ACTIVITY A: In the passage on Shanghai's buses, translate this sentence into French: "Songjiang Bus of Songjiang District has a livery of a combination of red and grey, which was established in 2007."
ACTIVITY B:
Decide whether each statement agrees with the passage on Shanghai's buses. For each, write yes or no and quote the words from the passage that settle it.
(i) The "SH Livery" was established in 2001.
(ii) Pudong Bus's "Haibao Livery" is red.
(iii) Bashi No.6 Passenger Service became Bashi No.6 Company.
ACTIVITY C: Carry on the passage on Shanghai's buses from its last sentence.

GIVEN PASSAGE:
● ● ● ● ●

Shanghai has around 2000 formal bus lines (including city center, trolleybuses and suburban lines), served by more than 10 bus companies. In the past, Bashi, Dazhong, Guanzhong and Qiangsheng were the four largest; around 2009 they merged to become Bashi Group Companies, including Bashi No.1-6 Bus Passenger Service Companies, Bashi Tram, Bashi Xinxin and Chongming Company, Baoshan Company and Jinshan Company. Each Suburban district also renewed with one company serving each district. Around 2015, Bashi No.1 Passenger Service and Bashi Tram merged to be Bashi No.1 Company, Bashi No.2 Passenger Service became Bashi No.2 Company, Bashi No.3, No.4 Passenger Service merged to be Bashi No.3 Company, Bashi No.6 Passenger Service became Bashi No.4 Company, and Bashi No.5 Passenger Service and Baoshan Company became Bashi No.5 Company.

Liveries of different bus companies differ. The most ordinary livery is often called "SH Livery", which was established in 2001. Bashi Group buses, Jinshan Bus Co. of Jinshan District, Minhang Bus Co. of Minhang District and other private bus companies use such kind of livery, while different in colors. Pudong Bus of Pudong New Area has its special livery established in 2009, which is blue and is often called "Haibao Livery". Songjiang Bus of Songjiang District has a livery of a combination of red and grey, which was established in 2007. Fengxian Bus of Fengxian District has a livery of green and white and another livery based on "SH Livery" but with the color of green and blue, which were established after Fengxian Bashi and Fengxian Bus (local owned).Qingpu Bus of Qingpu District started using new livery since the end of 2015, which contains the same color with Bashi "SH Livery" but has different patterns. Zongshen Dazhong of Qingpu District has a special livery of a combination of yellow and green on some of its bus routes.

● ● ● ● ●

DATASET CONTENT:
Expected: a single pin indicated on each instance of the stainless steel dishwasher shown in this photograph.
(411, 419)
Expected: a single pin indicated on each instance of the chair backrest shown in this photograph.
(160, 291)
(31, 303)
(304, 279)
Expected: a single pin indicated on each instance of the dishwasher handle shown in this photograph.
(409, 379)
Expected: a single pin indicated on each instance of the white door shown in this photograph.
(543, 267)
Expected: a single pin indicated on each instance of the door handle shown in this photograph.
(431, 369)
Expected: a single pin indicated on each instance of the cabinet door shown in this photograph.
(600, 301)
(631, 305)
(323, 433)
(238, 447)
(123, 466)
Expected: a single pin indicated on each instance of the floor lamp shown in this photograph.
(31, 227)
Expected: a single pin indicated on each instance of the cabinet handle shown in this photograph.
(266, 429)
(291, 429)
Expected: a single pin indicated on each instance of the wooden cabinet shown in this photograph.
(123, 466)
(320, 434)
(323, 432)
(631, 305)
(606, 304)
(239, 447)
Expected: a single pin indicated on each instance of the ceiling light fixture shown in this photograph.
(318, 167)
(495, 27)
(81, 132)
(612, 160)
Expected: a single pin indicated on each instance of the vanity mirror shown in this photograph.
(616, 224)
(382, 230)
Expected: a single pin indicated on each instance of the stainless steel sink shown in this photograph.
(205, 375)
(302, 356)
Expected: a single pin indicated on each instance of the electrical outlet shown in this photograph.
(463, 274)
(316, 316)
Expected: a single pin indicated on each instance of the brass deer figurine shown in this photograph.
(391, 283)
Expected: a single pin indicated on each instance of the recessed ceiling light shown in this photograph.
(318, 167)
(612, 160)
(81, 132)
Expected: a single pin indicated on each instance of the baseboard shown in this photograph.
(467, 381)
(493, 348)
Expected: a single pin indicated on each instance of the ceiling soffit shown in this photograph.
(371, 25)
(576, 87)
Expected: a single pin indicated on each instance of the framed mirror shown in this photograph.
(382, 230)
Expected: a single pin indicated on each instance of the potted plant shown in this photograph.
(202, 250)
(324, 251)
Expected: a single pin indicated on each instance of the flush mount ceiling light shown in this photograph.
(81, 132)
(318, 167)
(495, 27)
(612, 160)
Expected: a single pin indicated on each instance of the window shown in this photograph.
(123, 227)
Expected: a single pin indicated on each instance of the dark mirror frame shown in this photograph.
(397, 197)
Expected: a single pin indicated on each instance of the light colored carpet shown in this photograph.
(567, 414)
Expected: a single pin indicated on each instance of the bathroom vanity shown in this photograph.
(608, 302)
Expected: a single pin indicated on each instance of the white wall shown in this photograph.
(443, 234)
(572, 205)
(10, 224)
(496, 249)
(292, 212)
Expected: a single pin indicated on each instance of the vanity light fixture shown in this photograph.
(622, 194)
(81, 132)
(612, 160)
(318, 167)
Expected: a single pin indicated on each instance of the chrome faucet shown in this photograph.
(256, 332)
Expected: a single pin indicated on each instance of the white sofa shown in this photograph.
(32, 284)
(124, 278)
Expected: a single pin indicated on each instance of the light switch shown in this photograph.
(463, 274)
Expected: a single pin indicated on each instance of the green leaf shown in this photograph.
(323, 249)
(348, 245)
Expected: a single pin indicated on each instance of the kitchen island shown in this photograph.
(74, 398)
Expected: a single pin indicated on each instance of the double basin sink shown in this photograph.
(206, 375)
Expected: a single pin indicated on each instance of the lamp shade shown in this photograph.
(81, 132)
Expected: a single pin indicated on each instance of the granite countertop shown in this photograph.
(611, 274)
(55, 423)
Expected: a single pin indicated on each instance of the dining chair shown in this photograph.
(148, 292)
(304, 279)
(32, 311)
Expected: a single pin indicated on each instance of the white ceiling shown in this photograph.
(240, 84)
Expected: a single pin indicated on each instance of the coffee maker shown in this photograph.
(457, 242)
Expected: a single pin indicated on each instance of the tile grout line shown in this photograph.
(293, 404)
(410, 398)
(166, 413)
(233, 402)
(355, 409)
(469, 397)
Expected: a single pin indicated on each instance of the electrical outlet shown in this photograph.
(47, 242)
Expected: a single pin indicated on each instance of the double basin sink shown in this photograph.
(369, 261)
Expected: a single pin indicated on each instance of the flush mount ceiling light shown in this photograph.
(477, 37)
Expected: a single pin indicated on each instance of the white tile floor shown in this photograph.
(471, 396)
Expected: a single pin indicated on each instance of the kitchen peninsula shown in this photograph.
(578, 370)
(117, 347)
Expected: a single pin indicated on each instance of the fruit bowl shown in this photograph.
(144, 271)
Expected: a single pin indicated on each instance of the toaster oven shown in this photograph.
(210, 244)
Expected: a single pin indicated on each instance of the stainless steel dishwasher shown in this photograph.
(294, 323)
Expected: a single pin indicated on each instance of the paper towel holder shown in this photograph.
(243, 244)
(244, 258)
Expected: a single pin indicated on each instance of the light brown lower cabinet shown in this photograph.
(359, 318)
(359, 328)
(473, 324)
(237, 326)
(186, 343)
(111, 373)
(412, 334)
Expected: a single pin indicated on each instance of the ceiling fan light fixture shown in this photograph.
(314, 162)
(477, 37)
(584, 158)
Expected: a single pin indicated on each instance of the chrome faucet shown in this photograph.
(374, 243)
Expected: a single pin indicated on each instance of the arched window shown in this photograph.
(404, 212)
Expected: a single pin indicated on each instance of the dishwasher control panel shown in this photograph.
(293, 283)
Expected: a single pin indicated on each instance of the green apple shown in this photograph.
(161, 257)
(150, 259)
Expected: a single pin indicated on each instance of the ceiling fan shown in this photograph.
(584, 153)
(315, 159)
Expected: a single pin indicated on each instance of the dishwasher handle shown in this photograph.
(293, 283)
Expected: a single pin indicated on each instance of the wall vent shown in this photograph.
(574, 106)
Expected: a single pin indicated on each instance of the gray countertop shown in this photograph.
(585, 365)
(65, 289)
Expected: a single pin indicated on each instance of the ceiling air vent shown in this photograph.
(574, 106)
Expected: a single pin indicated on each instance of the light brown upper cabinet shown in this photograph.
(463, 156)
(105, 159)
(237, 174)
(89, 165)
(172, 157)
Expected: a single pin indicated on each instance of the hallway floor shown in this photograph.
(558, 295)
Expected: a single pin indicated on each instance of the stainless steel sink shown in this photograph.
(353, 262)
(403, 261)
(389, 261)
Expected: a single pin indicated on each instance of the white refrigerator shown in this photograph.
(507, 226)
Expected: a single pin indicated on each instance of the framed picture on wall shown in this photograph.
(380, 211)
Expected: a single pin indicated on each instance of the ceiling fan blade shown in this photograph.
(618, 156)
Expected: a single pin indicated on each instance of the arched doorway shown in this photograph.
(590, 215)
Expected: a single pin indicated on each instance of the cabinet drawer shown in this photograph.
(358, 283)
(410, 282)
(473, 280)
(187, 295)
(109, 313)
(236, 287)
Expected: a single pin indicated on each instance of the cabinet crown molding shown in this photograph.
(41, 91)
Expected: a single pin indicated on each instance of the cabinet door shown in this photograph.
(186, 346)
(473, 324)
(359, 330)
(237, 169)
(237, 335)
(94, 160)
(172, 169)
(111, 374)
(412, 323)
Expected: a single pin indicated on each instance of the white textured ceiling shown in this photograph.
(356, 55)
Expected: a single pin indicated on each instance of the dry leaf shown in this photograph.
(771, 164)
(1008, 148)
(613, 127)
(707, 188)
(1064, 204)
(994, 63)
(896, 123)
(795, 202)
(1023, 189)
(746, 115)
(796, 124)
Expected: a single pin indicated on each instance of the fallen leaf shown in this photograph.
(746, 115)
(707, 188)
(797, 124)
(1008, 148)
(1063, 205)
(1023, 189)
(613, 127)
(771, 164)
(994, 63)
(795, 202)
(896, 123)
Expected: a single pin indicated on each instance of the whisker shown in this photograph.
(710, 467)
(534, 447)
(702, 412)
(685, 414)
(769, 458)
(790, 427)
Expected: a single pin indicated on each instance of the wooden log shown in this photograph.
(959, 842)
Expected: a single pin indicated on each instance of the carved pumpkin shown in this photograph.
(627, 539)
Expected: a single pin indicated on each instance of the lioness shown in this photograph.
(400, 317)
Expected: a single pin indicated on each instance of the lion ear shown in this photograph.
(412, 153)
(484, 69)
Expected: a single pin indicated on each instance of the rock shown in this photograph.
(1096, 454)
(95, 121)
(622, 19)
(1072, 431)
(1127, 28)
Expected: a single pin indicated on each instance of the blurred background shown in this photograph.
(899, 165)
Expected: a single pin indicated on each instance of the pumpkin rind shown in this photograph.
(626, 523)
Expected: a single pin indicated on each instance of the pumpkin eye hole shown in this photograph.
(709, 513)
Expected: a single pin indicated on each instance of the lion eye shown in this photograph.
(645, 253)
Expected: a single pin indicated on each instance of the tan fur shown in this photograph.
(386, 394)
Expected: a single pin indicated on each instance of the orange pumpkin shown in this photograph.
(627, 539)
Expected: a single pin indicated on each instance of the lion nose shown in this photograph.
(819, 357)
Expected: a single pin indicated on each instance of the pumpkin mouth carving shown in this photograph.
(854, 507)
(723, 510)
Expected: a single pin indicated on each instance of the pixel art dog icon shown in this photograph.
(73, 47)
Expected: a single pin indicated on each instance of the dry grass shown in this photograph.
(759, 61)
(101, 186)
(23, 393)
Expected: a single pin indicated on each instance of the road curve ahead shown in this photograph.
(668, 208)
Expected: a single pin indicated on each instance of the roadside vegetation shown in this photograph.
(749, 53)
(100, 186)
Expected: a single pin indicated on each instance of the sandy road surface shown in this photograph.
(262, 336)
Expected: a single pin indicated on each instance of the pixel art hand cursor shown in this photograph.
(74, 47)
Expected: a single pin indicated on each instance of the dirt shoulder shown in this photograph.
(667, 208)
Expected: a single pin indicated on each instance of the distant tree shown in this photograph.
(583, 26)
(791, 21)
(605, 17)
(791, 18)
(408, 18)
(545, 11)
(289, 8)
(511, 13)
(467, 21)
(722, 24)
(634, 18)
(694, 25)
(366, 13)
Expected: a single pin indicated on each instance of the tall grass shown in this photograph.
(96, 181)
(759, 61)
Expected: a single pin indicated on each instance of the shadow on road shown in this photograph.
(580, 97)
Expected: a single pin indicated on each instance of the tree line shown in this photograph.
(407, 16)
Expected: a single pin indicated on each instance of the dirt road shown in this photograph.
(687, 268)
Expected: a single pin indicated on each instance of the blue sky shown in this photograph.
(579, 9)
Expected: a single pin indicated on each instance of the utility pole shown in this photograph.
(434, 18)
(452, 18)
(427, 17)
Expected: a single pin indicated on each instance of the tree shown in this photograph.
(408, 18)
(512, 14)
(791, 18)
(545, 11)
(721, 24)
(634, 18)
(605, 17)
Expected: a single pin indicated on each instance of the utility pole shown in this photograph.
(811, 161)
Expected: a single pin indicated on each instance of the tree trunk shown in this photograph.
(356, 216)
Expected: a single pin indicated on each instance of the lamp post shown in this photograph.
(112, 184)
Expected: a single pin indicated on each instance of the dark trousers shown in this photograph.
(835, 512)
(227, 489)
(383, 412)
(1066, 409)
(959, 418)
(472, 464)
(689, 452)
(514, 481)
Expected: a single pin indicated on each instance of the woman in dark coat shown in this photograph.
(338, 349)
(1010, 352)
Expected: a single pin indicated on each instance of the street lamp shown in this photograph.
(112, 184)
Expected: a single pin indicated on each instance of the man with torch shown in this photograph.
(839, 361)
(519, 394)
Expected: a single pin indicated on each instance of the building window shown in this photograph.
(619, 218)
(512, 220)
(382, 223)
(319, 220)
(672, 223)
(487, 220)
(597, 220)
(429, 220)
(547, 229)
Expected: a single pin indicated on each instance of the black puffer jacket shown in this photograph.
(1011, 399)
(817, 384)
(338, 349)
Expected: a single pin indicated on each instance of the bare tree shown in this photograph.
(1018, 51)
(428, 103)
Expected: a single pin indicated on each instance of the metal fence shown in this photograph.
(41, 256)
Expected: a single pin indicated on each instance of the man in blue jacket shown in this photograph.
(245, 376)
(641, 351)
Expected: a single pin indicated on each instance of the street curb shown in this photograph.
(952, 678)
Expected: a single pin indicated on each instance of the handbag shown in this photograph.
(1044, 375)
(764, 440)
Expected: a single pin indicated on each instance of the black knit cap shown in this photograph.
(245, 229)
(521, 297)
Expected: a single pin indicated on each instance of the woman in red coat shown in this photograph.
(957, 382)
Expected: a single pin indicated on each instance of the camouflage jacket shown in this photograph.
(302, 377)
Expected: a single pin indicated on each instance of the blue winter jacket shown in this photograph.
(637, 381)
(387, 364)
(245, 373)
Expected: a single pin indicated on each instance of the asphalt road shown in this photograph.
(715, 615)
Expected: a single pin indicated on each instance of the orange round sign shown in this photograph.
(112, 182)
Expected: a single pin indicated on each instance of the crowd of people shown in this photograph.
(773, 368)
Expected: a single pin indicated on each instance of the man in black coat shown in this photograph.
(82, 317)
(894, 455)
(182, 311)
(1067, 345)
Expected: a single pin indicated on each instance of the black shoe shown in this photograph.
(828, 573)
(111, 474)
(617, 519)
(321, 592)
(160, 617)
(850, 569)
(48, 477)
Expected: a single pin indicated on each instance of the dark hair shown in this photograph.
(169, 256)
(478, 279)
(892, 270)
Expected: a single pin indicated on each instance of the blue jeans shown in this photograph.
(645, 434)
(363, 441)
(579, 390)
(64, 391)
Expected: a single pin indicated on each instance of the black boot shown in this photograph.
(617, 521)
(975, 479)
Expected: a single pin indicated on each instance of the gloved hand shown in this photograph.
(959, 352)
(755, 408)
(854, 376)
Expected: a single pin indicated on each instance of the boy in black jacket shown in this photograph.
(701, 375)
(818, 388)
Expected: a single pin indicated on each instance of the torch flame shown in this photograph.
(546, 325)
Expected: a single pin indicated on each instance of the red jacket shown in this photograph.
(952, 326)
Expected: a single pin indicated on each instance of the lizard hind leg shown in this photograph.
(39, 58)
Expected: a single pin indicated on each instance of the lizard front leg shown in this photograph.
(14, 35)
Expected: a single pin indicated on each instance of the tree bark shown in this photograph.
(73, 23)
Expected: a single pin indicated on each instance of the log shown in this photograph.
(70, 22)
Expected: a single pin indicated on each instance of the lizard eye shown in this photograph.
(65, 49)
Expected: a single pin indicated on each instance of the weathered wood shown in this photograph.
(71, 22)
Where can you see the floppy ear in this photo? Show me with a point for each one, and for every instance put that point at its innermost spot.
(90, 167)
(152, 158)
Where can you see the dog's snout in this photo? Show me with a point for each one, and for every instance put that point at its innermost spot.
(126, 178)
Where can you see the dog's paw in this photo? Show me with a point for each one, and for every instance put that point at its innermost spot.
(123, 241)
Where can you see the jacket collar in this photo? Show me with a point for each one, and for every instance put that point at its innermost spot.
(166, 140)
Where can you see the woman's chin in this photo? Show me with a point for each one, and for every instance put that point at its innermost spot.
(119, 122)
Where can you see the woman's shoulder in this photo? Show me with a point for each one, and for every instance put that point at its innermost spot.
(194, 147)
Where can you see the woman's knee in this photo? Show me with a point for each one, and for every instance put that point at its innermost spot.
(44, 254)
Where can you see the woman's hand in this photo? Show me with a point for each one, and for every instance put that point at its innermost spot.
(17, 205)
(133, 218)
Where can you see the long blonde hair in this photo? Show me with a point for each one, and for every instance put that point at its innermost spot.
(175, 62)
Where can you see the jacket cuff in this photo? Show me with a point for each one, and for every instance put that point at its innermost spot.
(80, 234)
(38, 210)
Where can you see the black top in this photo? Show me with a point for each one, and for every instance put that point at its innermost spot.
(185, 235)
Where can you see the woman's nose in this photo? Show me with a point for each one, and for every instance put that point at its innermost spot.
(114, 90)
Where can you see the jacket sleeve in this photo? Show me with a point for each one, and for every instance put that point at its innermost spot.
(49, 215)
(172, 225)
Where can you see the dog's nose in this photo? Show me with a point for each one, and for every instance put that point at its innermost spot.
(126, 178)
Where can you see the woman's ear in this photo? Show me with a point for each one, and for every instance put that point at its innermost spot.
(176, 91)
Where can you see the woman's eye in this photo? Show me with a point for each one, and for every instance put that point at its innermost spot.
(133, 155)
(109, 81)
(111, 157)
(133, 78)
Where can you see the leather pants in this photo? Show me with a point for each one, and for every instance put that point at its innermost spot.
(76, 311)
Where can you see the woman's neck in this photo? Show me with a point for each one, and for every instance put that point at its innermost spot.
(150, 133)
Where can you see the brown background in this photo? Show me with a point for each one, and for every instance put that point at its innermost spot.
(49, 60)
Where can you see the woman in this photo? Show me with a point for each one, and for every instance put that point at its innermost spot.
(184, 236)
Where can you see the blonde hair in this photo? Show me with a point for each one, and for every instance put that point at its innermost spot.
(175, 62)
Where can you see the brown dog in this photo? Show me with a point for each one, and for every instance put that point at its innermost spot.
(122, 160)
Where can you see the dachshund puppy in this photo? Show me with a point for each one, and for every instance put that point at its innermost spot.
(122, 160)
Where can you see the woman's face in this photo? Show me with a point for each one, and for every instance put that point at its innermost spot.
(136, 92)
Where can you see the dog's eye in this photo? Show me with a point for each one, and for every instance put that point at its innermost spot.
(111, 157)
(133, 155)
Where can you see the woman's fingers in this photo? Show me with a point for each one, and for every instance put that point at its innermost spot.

● ● ● ● ●

RESPONSE AREA A: Songjiang Bus, du district de Songjiang, a une livrée associant le rouge et le gris, qui a été créée en 2007.

RESPONSE AREA B:
(i) Yes: "The most ordinary livery is often called "SH Livery", which was established in 2001."
(ii) No: "which is blue and is often called "Haibao Livery""
(iii) No: "Bashi No.6 Passenger Service became Bashi No.4 Company"

RESPONSE AREA C:
Since 2006, Shanghai has been the leading Chinese system to implement electric and hybrid buses. During the 2010 Shanghai World Expo, the city piloted a program that includes 256 new energy buses with low to no emission. As of May 2015, the system has over 1,700 new energy buses, amounting to over 20% of the entire fleet.

During the mid-2000s, the city converted many traditional trolley routes to a standard diesel fleet because of route flexibility, speed, and eliminating the visual pollution of overhead wires. However, the obvious benefits of the trolley buses have brought back a renewed interest in keeping and developing the program. In 2013, Bashi Trolley Bus Company ordered 300 new trolleybuses to replace the aging fleet and grow the overall number of trolleys in Shanghai.

In February 2017, a number of ordinary bus lines running under the Yan'an Elevated Road was altered and transformed into the Yan'an Road Medium Capacity Bus Transit System, a trolleybus bus rapid transit line running in the reserved lanes in the center of Yan'an Road. The line is served by a fleet of 40 Yutong ZK5180A articulated bus and 28 Yutong ZK5120C rigid dual-mode trolleybuses. Buses achieved an average operating speed of 17.6 km/h on the line. The line has an average weekday ridership of about 54,000 people, making itself the most used bus line in Shanghai. Line 71 doesn't share any overhead wires with other trolleybus routes.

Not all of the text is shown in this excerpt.